Position annotation records:
- - - - - - -
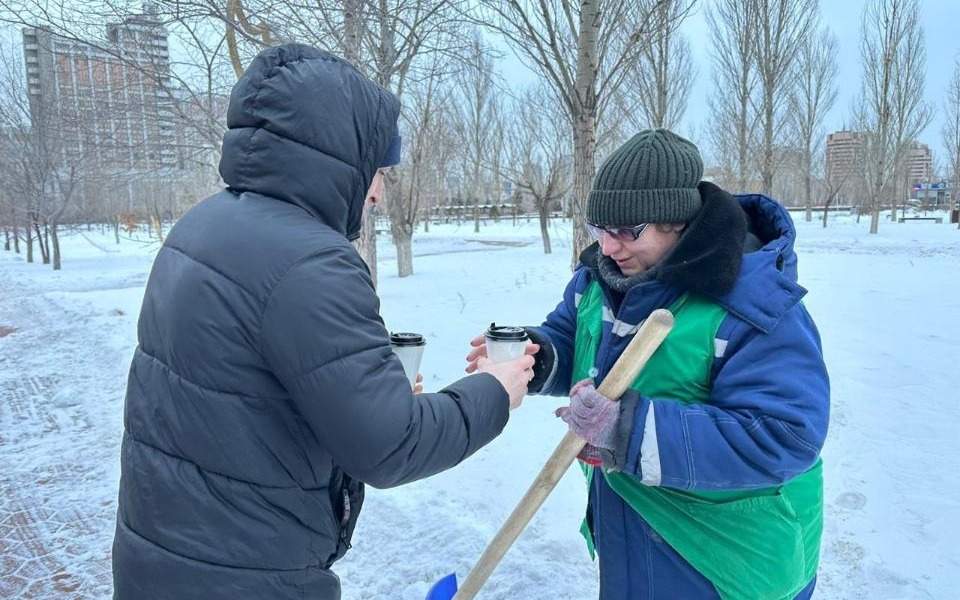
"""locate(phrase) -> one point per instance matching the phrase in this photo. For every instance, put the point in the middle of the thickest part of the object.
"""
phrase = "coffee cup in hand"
(505, 343)
(409, 349)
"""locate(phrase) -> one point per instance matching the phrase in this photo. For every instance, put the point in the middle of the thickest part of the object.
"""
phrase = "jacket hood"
(738, 250)
(766, 287)
(305, 127)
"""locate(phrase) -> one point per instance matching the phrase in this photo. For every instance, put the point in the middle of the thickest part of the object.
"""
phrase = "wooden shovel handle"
(651, 334)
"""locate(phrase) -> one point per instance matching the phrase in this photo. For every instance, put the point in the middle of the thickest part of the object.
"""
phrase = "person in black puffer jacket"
(264, 393)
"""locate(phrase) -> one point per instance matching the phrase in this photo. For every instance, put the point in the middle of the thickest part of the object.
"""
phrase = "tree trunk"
(584, 169)
(366, 244)
(46, 243)
(766, 169)
(875, 216)
(156, 214)
(56, 246)
(404, 243)
(29, 243)
(584, 122)
(44, 254)
(545, 226)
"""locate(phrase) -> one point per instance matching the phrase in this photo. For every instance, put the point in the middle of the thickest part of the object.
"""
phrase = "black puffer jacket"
(263, 390)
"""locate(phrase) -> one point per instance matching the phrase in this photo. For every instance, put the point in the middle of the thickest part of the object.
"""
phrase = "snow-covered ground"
(888, 308)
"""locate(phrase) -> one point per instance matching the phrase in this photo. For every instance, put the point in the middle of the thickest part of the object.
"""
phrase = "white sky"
(941, 23)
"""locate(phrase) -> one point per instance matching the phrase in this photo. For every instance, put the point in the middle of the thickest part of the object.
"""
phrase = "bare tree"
(779, 31)
(476, 109)
(539, 160)
(41, 170)
(811, 100)
(889, 112)
(735, 73)
(391, 41)
(420, 120)
(583, 50)
(661, 80)
(951, 134)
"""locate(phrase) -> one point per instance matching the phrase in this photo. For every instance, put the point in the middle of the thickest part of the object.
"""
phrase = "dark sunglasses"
(621, 234)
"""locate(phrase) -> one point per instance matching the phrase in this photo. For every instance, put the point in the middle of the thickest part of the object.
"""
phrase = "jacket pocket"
(346, 497)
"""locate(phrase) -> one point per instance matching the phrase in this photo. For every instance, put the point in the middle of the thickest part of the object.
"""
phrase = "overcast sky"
(941, 25)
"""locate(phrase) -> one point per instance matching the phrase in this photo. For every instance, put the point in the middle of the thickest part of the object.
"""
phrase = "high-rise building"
(106, 103)
(845, 154)
(919, 164)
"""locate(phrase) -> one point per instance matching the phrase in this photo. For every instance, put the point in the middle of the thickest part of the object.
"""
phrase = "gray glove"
(604, 423)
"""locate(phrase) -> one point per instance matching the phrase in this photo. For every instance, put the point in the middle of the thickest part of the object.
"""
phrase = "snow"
(886, 306)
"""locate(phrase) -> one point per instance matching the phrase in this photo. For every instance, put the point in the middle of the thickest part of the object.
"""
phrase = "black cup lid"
(506, 333)
(407, 339)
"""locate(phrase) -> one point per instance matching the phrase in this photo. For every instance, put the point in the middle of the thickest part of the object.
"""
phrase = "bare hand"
(479, 351)
(418, 387)
(513, 375)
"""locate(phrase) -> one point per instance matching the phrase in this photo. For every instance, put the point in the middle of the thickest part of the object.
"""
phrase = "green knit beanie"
(652, 178)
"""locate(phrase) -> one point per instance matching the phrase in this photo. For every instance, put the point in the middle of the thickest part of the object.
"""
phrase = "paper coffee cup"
(409, 349)
(505, 342)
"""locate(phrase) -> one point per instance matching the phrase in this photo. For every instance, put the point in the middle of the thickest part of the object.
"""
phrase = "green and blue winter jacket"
(764, 416)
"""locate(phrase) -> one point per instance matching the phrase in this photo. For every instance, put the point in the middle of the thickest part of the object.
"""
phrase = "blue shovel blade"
(444, 589)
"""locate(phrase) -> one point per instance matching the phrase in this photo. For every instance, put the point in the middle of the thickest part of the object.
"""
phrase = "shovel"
(623, 373)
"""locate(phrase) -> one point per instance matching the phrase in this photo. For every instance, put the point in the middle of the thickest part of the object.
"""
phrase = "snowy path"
(58, 446)
(887, 307)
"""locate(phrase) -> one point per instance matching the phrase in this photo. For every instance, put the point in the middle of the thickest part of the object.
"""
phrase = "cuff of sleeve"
(485, 406)
(618, 459)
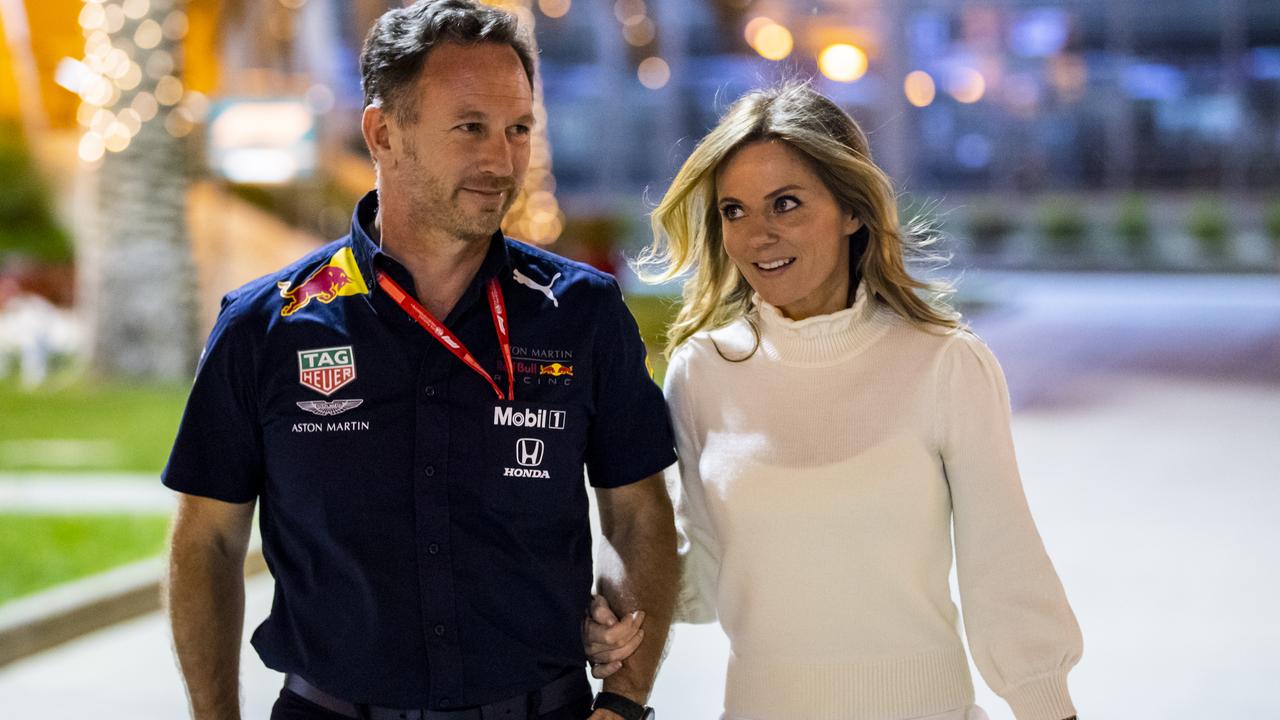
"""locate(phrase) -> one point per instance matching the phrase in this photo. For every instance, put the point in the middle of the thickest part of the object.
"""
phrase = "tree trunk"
(142, 315)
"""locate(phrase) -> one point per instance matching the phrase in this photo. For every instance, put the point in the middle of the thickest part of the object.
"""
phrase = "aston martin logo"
(332, 408)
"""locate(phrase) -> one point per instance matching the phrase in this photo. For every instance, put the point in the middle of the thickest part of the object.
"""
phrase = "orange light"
(754, 26)
(773, 42)
(842, 62)
(653, 73)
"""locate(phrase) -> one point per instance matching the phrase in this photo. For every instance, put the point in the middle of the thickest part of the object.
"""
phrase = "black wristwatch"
(626, 707)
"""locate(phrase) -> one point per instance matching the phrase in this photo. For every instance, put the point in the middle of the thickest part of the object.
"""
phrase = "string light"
(654, 73)
(919, 89)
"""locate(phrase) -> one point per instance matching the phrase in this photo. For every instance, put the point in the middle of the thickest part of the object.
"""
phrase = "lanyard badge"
(451, 342)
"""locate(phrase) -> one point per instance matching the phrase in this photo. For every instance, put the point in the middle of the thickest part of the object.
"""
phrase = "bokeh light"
(967, 85)
(842, 62)
(773, 42)
(554, 8)
(919, 89)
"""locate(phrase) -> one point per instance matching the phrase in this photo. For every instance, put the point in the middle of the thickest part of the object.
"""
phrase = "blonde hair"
(686, 224)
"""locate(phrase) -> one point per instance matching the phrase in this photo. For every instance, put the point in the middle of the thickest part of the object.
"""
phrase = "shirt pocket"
(534, 459)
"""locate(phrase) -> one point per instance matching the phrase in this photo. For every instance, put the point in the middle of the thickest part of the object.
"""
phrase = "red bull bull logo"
(330, 282)
(557, 370)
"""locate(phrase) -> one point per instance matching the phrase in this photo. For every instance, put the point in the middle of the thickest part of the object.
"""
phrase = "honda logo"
(529, 451)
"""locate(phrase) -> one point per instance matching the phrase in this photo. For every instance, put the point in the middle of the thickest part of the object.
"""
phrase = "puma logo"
(543, 288)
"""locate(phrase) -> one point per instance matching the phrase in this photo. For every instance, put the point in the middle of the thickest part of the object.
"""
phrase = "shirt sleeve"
(699, 548)
(218, 451)
(630, 437)
(1022, 632)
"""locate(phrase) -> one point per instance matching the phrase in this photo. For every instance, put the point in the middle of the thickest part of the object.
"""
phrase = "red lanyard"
(497, 308)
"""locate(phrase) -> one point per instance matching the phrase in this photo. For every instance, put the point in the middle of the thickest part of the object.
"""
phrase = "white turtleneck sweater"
(819, 482)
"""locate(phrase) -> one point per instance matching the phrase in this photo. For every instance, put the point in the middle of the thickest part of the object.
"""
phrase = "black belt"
(552, 696)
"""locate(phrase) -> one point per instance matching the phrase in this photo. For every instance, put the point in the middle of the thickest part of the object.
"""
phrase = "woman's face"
(785, 231)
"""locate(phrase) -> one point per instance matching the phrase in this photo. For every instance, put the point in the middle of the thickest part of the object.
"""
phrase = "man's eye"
(785, 203)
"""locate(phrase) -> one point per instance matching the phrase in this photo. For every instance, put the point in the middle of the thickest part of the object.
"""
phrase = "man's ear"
(374, 124)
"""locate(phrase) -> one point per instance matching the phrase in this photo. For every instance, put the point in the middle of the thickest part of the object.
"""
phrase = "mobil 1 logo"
(542, 418)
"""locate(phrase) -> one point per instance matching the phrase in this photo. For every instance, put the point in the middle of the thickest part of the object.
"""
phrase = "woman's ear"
(853, 224)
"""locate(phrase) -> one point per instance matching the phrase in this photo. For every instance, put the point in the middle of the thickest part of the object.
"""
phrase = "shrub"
(1133, 226)
(1064, 226)
(27, 227)
(1271, 223)
(1207, 223)
(988, 227)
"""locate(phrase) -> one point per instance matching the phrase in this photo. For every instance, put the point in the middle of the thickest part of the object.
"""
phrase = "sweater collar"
(822, 340)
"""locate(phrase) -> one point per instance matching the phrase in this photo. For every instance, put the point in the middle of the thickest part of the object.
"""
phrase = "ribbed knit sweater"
(819, 484)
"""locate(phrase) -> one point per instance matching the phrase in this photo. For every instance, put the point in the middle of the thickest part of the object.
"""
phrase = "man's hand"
(638, 569)
(609, 641)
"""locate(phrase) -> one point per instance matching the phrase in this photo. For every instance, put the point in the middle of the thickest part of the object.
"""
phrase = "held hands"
(608, 641)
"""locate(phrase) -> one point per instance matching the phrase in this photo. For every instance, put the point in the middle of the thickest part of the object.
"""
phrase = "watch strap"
(624, 706)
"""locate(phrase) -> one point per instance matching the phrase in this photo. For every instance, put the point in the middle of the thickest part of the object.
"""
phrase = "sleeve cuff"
(1042, 698)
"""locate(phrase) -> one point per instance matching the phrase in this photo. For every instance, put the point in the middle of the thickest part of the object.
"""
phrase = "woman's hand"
(607, 639)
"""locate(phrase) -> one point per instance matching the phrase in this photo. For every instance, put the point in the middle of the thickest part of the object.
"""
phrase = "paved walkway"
(48, 492)
(1152, 481)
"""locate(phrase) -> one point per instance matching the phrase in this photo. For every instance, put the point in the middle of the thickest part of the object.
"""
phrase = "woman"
(835, 422)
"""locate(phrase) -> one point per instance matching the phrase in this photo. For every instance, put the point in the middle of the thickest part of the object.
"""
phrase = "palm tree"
(140, 279)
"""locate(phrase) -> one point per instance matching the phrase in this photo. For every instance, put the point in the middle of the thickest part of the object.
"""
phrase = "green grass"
(41, 551)
(104, 428)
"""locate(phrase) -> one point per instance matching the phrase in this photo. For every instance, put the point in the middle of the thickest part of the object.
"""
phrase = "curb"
(64, 613)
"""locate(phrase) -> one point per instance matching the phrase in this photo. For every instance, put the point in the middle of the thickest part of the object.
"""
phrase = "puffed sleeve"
(699, 550)
(1022, 632)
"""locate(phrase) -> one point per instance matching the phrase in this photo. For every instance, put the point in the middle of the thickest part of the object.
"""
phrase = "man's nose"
(497, 155)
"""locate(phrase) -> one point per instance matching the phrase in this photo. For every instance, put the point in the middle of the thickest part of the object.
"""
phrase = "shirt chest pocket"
(534, 458)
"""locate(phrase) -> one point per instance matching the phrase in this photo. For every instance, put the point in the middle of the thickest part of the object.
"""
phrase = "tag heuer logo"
(327, 369)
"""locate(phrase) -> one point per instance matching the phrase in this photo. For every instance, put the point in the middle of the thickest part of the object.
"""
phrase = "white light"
(653, 72)
(135, 9)
(91, 147)
(259, 165)
(72, 74)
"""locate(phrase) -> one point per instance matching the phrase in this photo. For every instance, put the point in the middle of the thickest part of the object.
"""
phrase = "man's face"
(464, 159)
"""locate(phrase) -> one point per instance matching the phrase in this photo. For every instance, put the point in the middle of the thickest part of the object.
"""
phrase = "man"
(412, 406)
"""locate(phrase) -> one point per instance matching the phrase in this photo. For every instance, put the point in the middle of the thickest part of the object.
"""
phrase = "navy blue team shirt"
(430, 543)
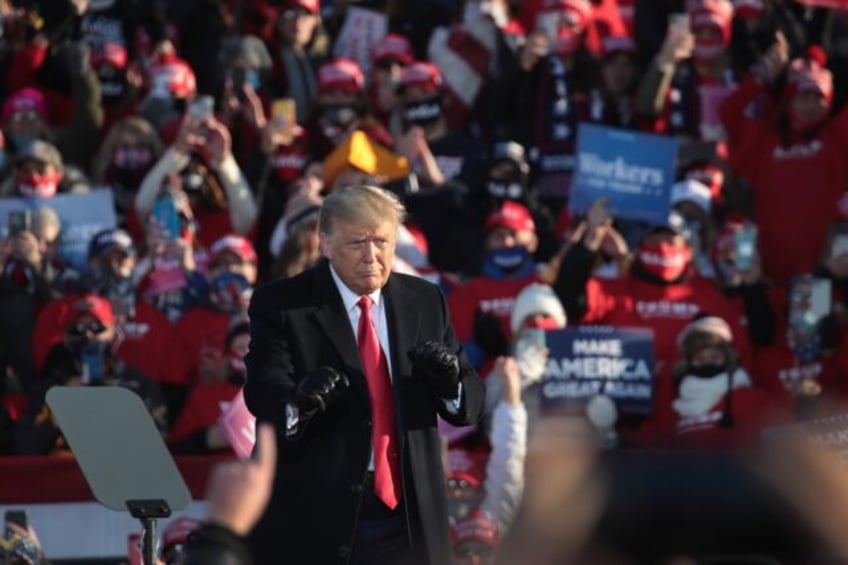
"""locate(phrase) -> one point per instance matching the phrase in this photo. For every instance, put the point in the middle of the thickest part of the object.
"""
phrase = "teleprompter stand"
(121, 454)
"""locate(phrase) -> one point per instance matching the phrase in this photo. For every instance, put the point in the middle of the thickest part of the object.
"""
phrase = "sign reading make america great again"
(589, 360)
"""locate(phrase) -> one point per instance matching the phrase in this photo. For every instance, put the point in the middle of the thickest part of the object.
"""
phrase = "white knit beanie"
(536, 298)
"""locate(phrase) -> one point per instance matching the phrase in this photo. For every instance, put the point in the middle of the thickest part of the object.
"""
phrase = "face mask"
(665, 261)
(542, 323)
(237, 369)
(707, 371)
(33, 185)
(423, 113)
(505, 190)
(340, 116)
(509, 259)
(230, 292)
(251, 77)
(801, 125)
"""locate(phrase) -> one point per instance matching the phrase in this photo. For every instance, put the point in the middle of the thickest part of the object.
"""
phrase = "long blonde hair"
(140, 128)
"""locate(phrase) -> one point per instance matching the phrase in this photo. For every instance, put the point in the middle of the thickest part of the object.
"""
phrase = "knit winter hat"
(702, 332)
(536, 298)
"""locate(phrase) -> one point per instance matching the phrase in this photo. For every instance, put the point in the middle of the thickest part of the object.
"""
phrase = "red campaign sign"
(239, 426)
(835, 4)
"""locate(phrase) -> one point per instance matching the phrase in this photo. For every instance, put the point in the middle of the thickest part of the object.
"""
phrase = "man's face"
(502, 237)
(619, 72)
(87, 327)
(298, 26)
(361, 253)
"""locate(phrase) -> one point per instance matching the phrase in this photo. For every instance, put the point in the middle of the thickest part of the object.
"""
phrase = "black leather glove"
(488, 334)
(315, 392)
(432, 362)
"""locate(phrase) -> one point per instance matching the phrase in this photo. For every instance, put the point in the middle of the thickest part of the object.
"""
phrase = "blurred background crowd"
(216, 127)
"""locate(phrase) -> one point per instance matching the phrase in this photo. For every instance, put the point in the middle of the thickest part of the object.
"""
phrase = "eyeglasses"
(466, 552)
(83, 328)
(295, 13)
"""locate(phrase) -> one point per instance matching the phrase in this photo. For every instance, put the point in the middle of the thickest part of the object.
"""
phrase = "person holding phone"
(85, 356)
(799, 144)
(220, 198)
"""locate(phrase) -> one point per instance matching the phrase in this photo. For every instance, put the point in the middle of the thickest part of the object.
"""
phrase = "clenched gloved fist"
(432, 362)
(318, 390)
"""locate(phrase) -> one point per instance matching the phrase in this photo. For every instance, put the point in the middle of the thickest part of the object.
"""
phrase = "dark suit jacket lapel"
(402, 320)
(335, 323)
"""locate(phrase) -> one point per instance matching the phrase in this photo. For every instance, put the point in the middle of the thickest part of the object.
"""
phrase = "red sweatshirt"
(665, 309)
(200, 331)
(203, 407)
(796, 183)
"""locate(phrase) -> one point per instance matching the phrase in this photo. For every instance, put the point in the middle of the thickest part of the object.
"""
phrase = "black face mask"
(113, 86)
(505, 189)
(423, 113)
(707, 371)
(339, 115)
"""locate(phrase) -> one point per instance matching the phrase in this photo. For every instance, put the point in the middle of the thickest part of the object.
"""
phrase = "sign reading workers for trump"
(634, 170)
(589, 360)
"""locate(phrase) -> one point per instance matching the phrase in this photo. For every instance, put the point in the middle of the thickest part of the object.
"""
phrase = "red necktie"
(383, 435)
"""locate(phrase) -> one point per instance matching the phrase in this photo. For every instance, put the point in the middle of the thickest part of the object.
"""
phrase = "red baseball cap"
(341, 73)
(311, 6)
(392, 46)
(422, 74)
(176, 533)
(235, 244)
(95, 306)
(511, 215)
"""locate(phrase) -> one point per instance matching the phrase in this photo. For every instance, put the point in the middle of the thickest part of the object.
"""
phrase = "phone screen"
(821, 298)
(839, 246)
(18, 518)
(92, 367)
(19, 221)
(745, 242)
(167, 216)
(202, 107)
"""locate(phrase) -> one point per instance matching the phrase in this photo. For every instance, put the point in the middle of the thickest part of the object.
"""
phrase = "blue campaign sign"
(588, 360)
(82, 216)
(635, 170)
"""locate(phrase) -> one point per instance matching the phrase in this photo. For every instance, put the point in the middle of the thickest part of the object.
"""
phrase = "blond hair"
(362, 204)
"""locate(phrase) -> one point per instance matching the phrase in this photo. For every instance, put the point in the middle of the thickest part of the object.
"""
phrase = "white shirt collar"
(349, 298)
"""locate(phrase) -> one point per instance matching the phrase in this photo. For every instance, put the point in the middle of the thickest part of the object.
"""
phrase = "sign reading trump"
(589, 360)
(634, 170)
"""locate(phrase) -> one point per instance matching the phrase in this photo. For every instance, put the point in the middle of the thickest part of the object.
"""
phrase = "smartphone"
(202, 107)
(839, 245)
(167, 216)
(821, 298)
(18, 518)
(679, 21)
(745, 245)
(19, 221)
(92, 366)
(284, 111)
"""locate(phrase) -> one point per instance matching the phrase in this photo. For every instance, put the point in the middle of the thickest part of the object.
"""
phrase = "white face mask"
(532, 360)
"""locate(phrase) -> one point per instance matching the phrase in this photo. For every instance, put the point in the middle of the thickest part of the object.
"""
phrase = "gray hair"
(366, 204)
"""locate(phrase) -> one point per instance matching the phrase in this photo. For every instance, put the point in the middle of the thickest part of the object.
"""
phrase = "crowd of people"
(218, 129)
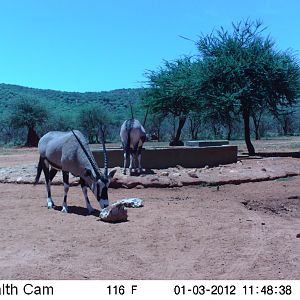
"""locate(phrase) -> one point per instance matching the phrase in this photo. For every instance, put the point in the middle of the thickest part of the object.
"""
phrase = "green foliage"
(92, 119)
(171, 92)
(242, 73)
(171, 88)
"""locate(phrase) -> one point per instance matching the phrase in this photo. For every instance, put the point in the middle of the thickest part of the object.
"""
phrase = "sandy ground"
(246, 231)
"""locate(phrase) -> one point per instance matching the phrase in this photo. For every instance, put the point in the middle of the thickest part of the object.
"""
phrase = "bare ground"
(246, 231)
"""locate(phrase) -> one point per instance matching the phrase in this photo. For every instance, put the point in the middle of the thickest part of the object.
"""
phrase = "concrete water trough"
(165, 157)
(206, 143)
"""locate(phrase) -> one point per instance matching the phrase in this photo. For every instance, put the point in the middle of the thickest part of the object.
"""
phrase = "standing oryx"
(133, 136)
(69, 152)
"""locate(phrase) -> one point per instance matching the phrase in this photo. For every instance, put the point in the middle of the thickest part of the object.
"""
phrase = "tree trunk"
(256, 122)
(32, 138)
(176, 141)
(246, 117)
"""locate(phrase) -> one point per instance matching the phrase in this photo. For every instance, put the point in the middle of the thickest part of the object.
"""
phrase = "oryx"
(70, 153)
(133, 136)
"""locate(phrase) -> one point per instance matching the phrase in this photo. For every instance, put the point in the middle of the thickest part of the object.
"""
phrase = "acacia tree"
(243, 70)
(171, 92)
(29, 113)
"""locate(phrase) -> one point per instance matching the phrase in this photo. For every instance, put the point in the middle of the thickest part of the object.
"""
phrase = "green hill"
(116, 101)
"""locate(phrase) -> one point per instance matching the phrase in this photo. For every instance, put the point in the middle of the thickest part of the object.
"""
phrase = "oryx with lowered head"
(70, 153)
(133, 136)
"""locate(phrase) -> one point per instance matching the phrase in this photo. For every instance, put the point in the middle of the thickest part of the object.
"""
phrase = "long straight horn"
(146, 115)
(131, 110)
(87, 155)
(104, 153)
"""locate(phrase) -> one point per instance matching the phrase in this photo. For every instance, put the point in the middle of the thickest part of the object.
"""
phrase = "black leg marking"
(52, 173)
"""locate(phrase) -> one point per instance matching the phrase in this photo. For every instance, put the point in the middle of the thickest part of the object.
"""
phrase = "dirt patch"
(287, 207)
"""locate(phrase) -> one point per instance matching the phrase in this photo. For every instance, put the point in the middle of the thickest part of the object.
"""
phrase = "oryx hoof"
(50, 203)
(64, 210)
(90, 210)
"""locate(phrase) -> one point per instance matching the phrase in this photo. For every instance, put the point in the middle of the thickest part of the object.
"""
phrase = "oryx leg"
(125, 162)
(52, 173)
(139, 152)
(131, 162)
(87, 201)
(45, 166)
(66, 190)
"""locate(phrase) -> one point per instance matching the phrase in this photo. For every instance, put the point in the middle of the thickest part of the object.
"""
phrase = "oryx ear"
(87, 172)
(112, 173)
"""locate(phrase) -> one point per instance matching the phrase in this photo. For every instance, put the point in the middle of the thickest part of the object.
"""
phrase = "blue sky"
(90, 45)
- - - - - - -
AIM OF THE TASK: Identify each line in the material above that contains the word "campaign" and copy those lines.

WORKED SOLUTION:
phrase = "red campaign sign"
phrase = "blue campaign sign"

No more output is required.